▸ **TASK LIST**:
1. In the extract on rights offerings, condense the paragraph beginning "Holders may exercise rights" into a short bulleted list that keeps its main facts.
2. Write the next part of the extract on rights offerings, starting after its final sentence.

▸ **EXTRACT PROVIDED**:
§ §
Each right will entitle the holder of rights to purchase for cash the principal number of shares of common stock, preferred stock or other securities at the exercise price provided in the applicable prospectus supplement. Rights may be exercised at any time up to the close of business on the expiration date for the rights provided in the applicable prospectus supplement.

 

Holders may exercise rights as described in the applicable prospectus supplement. Upon receipt of payment and the rights certificate properly completed and duly executed at the corporate trust office of the rights agent or any other office indicated in the prospectus supplement, we will, as soon as practicable, forward the shares of common stock, preferred stock or other securities, as applicable, purchasable upon exercise of the rights. If less than all the rights issued in any rights offering are exercised, we may offer any unsubscribed securities directly to persons other than stockholders, to or through agents, underwriters or dealers or through a combination of such methods, including pursuant to standby arrangements, as described in the applicable prospectus supplement.

 

Rights Agent

 

The rights agent for any rights we offer will be set forth in the applicable prospectus supplement.
§ §
▸ **RAW RECORDS**:
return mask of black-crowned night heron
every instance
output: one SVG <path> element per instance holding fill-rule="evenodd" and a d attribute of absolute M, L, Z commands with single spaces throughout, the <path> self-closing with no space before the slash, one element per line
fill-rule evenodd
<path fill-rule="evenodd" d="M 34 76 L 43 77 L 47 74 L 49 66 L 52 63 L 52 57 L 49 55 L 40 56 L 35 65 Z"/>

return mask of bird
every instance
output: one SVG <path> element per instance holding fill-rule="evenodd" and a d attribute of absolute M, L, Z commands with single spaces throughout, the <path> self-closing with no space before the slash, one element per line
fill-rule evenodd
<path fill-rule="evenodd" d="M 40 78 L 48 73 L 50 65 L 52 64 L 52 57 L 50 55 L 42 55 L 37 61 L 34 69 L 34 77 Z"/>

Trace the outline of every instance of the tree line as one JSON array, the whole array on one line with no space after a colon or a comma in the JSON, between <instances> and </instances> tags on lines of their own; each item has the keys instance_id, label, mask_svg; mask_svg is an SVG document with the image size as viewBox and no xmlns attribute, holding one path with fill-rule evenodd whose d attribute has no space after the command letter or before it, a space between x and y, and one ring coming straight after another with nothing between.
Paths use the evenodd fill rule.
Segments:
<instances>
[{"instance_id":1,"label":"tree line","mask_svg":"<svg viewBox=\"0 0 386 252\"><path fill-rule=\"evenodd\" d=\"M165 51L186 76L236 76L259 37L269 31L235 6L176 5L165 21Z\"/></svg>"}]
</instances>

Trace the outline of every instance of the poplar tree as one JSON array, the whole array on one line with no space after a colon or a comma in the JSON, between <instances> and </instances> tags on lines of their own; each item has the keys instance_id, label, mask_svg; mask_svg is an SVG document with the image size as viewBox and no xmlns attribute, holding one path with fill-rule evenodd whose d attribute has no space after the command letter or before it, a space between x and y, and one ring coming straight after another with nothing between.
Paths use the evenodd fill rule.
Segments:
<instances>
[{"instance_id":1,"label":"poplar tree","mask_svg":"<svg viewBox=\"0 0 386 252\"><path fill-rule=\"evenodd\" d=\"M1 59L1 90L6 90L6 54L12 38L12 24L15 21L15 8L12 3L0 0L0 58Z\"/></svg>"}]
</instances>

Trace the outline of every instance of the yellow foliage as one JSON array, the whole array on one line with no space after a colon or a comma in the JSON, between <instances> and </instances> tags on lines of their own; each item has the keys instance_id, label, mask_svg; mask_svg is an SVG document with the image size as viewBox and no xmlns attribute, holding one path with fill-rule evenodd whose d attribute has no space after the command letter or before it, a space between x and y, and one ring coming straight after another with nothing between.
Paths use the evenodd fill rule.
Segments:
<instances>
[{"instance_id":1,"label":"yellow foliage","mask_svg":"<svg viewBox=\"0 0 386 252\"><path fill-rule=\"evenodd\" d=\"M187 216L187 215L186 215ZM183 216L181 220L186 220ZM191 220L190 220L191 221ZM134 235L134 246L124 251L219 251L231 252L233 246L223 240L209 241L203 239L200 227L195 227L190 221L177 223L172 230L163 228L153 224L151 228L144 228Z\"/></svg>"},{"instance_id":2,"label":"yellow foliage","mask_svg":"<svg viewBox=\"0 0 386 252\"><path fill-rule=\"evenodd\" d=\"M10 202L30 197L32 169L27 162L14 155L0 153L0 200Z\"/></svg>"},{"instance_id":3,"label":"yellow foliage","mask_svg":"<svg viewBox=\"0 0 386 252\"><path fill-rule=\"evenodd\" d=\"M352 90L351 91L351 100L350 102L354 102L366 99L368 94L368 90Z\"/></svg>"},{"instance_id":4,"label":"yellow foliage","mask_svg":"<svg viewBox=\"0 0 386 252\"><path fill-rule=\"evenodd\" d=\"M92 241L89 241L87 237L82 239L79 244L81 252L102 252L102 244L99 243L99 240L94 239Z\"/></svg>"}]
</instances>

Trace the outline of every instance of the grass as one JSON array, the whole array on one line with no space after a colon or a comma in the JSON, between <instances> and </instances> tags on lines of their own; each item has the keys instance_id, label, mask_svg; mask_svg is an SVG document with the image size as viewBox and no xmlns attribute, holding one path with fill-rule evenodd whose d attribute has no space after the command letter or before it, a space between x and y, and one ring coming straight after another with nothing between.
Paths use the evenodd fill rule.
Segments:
§ §
▸ **RESPONSES BY TASK**:
1.
- Holders exercise rights as described in the applicable prospectus supplement.
- After payment and a properly completed, duly executed rights certificate are received at the rights agent's corporate trust office or another office named in the prospectus supplement, the issuer will forward the common stock, preferred stock or other securities purchasable upon exercise as soon as practicable.
- If not all rights are exercised, the issuer may offer the unsubscribed securities to persons other than stockholders, to or through agents, underwriters or dealers, or through a combination of these methods, including standby arrangements, as described in the applicable prospectus supplement.

2.
 

DESCRIPTION OF UNITS

 

The following description, together with the additional information that we include in any applicable prospectus supplements summarizes the material terms and provisions of the units that we may offer under this prospectus. While the terms we have summarized below will apply generally to any units that we may offer under this prospectus, we will describe the terms of any series of units in more detail in the applicable prospectus supplement. The terms of any units offered under a prospectus supplement may differ from the terms described below.

 

We will incorporate by reference from reports that we file with the SEC, the form of unit agreement that describes the terms of the series of units we are offering, and any supplemental agreements, before the issuance of the related series of units. The following summaries of material terms and provisions of the units are subject to, and qualified in their entirety by reference to, all the provisions of the unit agreement and any supplemental agreements applicable to a series of units. We urge you to read the applicable prospectus supplements related to the series of units that we may offer under this prospectus, as well as any related free writing prospectuses and the complete unit agreement and any supplemental agreements that contain the terms of the units.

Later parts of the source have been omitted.